- Description of the task: Reproduce word for word the portion of the data below from the line containing "Verification task: truck" through the line containing "[194,80,320,125]", with both of those lines included.

- Supplied material:
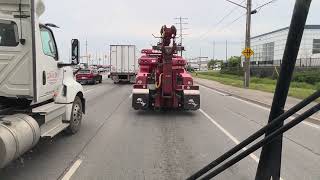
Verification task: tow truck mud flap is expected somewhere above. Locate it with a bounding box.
[183,90,200,110]
[132,89,149,110]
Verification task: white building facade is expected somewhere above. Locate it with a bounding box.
[250,25,320,67]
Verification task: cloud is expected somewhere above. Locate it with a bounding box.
[42,0,320,59]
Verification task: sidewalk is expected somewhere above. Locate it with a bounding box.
[194,77,320,124]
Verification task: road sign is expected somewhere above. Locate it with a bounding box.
[242,48,254,58]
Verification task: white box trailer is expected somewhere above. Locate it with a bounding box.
[109,45,138,83]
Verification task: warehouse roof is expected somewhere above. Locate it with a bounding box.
[251,25,320,39]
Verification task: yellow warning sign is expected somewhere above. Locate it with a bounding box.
[242,48,254,58]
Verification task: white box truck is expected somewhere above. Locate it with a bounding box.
[0,0,85,168]
[109,45,138,84]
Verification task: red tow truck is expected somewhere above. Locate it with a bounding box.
[132,26,200,110]
[76,69,102,84]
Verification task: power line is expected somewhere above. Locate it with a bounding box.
[174,16,188,56]
[186,0,245,43]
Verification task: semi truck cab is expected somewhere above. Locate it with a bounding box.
[0,0,85,168]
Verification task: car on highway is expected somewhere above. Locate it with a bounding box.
[76,69,102,84]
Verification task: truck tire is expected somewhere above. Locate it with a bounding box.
[65,96,82,134]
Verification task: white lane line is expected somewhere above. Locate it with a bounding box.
[200,109,259,163]
[61,159,82,180]
[199,109,283,180]
[198,84,228,96]
[199,85,320,129]
[84,88,96,93]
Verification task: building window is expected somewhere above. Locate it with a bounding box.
[262,42,274,64]
[0,20,19,47]
[312,39,320,54]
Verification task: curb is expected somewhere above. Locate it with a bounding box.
[194,80,320,125]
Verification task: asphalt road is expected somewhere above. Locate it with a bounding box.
[0,81,320,180]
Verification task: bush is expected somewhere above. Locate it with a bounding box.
[315,82,320,90]
[292,70,320,85]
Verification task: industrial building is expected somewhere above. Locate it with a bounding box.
[250,25,320,67]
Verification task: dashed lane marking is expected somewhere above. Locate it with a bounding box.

- Right answer:
Verification task: truck tire is expected somewhere above. Locate it with a bounding box.
[65,96,82,134]
Verification task: white lane line is expected somewhere above. Locate it with a bounding box.
[200,109,259,163]
[61,159,82,180]
[199,109,283,180]
[198,84,228,96]
[199,85,320,129]
[84,88,96,93]
Verification task: building window is expected somewhere above. Locate it with a bounding box.
[262,42,274,64]
[0,20,19,47]
[312,39,320,54]
Verification task: curb is expected somewhere above. Locate it with a bounding box.
[194,80,320,125]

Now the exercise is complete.